▶ PROBLEM DETAILS: Copy every line of the material below exactly.

▶ PROVIDED DATA:
○ ○ ○ ○ ○

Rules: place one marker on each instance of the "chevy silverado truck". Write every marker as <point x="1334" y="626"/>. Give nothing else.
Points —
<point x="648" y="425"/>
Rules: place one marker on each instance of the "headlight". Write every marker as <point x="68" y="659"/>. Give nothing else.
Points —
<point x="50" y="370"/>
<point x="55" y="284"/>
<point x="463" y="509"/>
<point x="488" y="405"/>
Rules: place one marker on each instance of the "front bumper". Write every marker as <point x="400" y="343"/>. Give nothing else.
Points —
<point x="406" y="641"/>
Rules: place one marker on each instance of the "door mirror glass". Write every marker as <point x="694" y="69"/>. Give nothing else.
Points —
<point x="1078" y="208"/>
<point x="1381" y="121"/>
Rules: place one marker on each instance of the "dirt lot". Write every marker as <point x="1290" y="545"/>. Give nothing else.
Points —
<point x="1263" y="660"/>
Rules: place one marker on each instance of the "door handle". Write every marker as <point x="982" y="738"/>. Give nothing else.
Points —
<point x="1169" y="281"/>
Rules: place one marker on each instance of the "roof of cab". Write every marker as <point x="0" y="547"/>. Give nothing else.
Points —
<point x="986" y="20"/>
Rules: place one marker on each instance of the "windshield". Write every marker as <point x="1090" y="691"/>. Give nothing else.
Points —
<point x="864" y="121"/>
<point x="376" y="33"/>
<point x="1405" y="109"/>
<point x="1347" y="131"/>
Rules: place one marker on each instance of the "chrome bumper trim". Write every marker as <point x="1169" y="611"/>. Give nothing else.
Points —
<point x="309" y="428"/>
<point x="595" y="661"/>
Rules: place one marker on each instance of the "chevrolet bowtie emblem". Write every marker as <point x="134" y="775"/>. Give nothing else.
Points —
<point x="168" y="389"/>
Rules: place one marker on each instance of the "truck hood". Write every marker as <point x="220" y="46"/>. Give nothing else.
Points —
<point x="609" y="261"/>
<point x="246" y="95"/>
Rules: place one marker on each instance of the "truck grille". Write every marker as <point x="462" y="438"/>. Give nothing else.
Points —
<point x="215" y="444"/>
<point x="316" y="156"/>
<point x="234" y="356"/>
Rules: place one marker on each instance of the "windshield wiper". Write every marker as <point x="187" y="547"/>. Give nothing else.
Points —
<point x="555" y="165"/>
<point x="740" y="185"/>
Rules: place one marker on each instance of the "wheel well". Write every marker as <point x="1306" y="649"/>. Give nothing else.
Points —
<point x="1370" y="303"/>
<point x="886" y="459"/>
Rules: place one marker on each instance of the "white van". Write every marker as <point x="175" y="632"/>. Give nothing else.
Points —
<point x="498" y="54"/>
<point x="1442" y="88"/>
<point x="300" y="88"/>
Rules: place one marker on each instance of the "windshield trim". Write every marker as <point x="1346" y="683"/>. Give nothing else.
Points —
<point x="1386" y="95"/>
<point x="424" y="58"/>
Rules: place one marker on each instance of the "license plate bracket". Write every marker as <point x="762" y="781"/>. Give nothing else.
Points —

○ ○ ○ ○ ○

▶ SOLUTION:
Rules: place one marker on each instance of the "chevy silverado truck". Write every marker as <point x="1334" y="626"/>. Give nothing else.
Points —
<point x="648" y="425"/>
Rules: place one marker on each instance of the "headlight". Write every marker as <point x="68" y="659"/>. Give nothing else.
Points —
<point x="50" y="370"/>
<point x="55" y="284"/>
<point x="463" y="509"/>
<point x="488" y="405"/>
Rules: place one marker on each instance of the "front bumper". Write every marker as <point x="400" y="343"/>. Give nothing else.
Points —
<point x="406" y="641"/>
Rules: place one marker on each instance of the "door mirror glass". Write every marker as <point x="694" y="69"/>. Give nothing else.
Points —
<point x="1078" y="208"/>
<point x="1381" y="121"/>
Rules: place one marker on each instance of the "dirt lot". Write every marker as <point x="1290" y="545"/>. Give nothing else.
Points —
<point x="1263" y="660"/>
Rules: place one marker on each instance of the "door handle". Write every marker as <point x="982" y="738"/>. Give nothing else.
Points —
<point x="1169" y="281"/>
Rules: place one marker on each instance of the "roof of cab". Write every marker as <point x="0" y="547"/>. Give nothing else.
Points —
<point x="986" y="20"/>
Rules: place one marker on each instance of the "windshield". Write every marker as <point x="1090" y="691"/>. Give nothing else.
Points —
<point x="864" y="121"/>
<point x="376" y="33"/>
<point x="1405" y="109"/>
<point x="1347" y="131"/>
Rules: place one marker on each instance of the "chrome bumper trim". Write every marker as <point x="1169" y="611"/>. Give nothing else.
Points —
<point x="309" y="428"/>
<point x="595" y="661"/>
Rules: place one marker on each instance of the "chevrolet bowtie emblem". Write every marker as <point x="134" y="775"/>. Give nothing else.
Points —
<point x="168" y="389"/>
Rules: place one marker on each instance of the "truck hood". Write every marker as <point x="220" y="46"/>. Give nothing else.
Points —
<point x="609" y="261"/>
<point x="246" y="95"/>
Rules: place one marker on each instance of the "truck grille". Write every marker as <point x="462" y="438"/>. Give nothing else.
Points —
<point x="215" y="444"/>
<point x="316" y="156"/>
<point x="234" y="356"/>
Rules: place one marker on each instance of the "windshield wiper". Write every marker as <point x="187" y="547"/>. Give nothing else.
Points —
<point x="555" y="165"/>
<point x="740" y="185"/>
Rules: place one marker on each instance of the "wheel well". Write every marker as <point x="1306" y="649"/>. Give nothing else.
Points —
<point x="1370" y="303"/>
<point x="886" y="459"/>
Rules: place one marker on each instance of the "white van". Write every marker as <point x="175" y="632"/>. Give nothing else.
Points —
<point x="498" y="54"/>
<point x="1442" y="88"/>
<point x="300" y="88"/>
Rules: place one marker on each instance of the "windshield trim". Write every marker as <point x="1346" y="683"/>. Give nothing else.
Points —
<point x="1386" y="95"/>
<point x="424" y="58"/>
Rules: place one marker on each instance of the "license plate bracket". Write every marker as <point x="762" y="781"/>. Give nothing else.
Points —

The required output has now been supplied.